_Exercise directions_
I would like you to restate each record word for word.

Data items
· · · · · · ·
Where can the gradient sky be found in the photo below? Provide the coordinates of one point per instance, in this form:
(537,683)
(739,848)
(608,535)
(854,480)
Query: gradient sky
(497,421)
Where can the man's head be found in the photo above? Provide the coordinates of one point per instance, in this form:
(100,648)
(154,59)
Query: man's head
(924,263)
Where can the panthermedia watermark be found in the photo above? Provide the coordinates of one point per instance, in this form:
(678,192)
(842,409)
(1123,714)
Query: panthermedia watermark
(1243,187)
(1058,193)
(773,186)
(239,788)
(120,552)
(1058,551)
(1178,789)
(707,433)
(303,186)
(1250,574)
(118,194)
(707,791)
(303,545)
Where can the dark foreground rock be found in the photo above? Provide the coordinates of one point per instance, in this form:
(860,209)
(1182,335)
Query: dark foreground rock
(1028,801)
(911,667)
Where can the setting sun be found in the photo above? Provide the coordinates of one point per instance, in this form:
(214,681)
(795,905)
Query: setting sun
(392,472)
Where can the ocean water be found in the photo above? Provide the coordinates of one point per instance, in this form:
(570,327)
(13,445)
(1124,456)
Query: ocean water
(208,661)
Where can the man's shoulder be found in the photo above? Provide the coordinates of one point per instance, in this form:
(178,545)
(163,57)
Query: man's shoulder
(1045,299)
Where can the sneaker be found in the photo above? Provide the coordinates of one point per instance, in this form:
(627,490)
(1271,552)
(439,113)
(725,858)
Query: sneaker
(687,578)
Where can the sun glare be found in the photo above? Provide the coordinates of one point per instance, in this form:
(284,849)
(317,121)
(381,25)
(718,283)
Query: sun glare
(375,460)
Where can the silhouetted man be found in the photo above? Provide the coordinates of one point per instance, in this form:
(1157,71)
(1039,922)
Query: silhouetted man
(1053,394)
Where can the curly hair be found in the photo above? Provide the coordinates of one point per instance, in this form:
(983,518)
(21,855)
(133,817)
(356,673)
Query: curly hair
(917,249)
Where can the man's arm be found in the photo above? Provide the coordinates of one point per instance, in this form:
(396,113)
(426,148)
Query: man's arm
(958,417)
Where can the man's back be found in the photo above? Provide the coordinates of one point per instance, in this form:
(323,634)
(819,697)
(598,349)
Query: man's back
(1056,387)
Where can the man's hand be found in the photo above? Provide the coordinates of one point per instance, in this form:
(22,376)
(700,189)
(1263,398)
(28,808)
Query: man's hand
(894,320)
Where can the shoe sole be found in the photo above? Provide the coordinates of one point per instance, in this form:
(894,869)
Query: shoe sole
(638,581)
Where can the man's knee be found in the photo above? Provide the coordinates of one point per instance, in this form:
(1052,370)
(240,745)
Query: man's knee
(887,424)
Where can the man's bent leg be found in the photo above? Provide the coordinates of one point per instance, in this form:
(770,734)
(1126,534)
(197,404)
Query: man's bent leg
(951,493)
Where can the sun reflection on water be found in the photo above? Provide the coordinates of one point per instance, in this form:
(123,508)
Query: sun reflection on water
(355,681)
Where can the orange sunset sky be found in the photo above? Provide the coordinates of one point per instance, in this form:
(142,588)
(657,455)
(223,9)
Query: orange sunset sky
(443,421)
· · · · · · ·
_Output for this exercise_
Where can the gradient sky be found in the photo below? Provide the coordinates of one point per instance, in this form:
(537,683)
(739,848)
(608,535)
(854,480)
Query: gradient sky
(497,421)
Where can the man's head be found in the photo above? Provide the coordinates of one point per instance, in this form:
(100,648)
(154,59)
Query: man's head
(924,263)
Where can the panthermedia watermark be found in the photo above? Provide the coordinates of one point per instance, in this form:
(678,192)
(842,409)
(1123,714)
Query: panthermedia watermark
(1243,187)
(1058,193)
(773,186)
(239,788)
(120,552)
(1058,551)
(1178,789)
(707,433)
(303,186)
(1250,574)
(118,194)
(707,791)
(303,545)
Where can the dark foreground rock be found in the photo above? Provide the coordinates of one point per instance, in this form:
(860,209)
(1182,335)
Query: dark foreground rock
(1028,801)
(911,667)
Where can the setting sun be found in the photo above? Provide the coordinates of one point per instance, in this form:
(214,681)
(795,905)
Query: setting sun
(392,472)
Where can the ocean water be found in the photo above? Provide the coordinates of one point per instance, in this form:
(570,327)
(13,445)
(1124,456)
Query: ocean water
(208,661)
Where can the man's shoulder be found in the photo above? Provide the coordinates of one point per instance, in this form:
(178,545)
(163,57)
Query: man's shoulder
(1045,299)
Where can the sneaker be found in the photo above? Provide the coordinates of one point per instance, in this form:
(627,490)
(1271,552)
(439,113)
(725,858)
Query: sneaker
(687,578)
Where can the sun glare be found in the photo above? Provide the coordinates of one point per instance, in this form:
(284,849)
(317,121)
(381,25)
(718,283)
Query: sun glare
(375,460)
Where can the silhouetted man be found in the photo above? Provide the coordinates of one point per instance, in this form:
(1157,71)
(1039,922)
Query: silhouetted man
(1053,394)
Where can the curly hair be found in the photo above? Provide the coordinates of one point per instance, in this form:
(983,518)
(21,855)
(133,817)
(356,673)
Query: curly hair
(917,249)
Where can the man's arm be found in the photo above? Provide the coordinates of one point per instance, in this form:
(396,113)
(426,148)
Query: man's arm
(958,417)
Where can the man's back be found in the photo above? Provide the coordinates of one point per instance, in this form:
(323,634)
(819,697)
(598,349)
Query: man's back
(1056,387)
Where can the man's hand be found in the photo above? Provide the coordinates of one point per instance, in this form:
(22,376)
(700,189)
(1263,398)
(28,808)
Query: man's hand
(894,320)
Where can the shoe sole be found in the photo above? Provide the coordinates of one point per instance, in this form:
(894,869)
Query: shoe sole
(638,581)
Where can the man's knee be found in the photo above? Provide the coordinates of one point per instance, in this form:
(1052,370)
(240,745)
Query: man's knee
(887,424)
Where can the man's bent leg be found in the photo above? Provide the coordinates of one point per instance, in this form:
(770,734)
(1126,534)
(197,404)
Query: man's bent leg
(951,493)
Where can the sun reflection on water be found in the photo above? Provide the coordinates of one point per instance, in this form:
(123,508)
Query: sun reflection on water
(355,681)
Where can the orange sunset sky be found in the photo above? Provide the coordinates of one point per instance, in this form:
(142,588)
(657,455)
(223,9)
Query: orange sunset sky
(443,421)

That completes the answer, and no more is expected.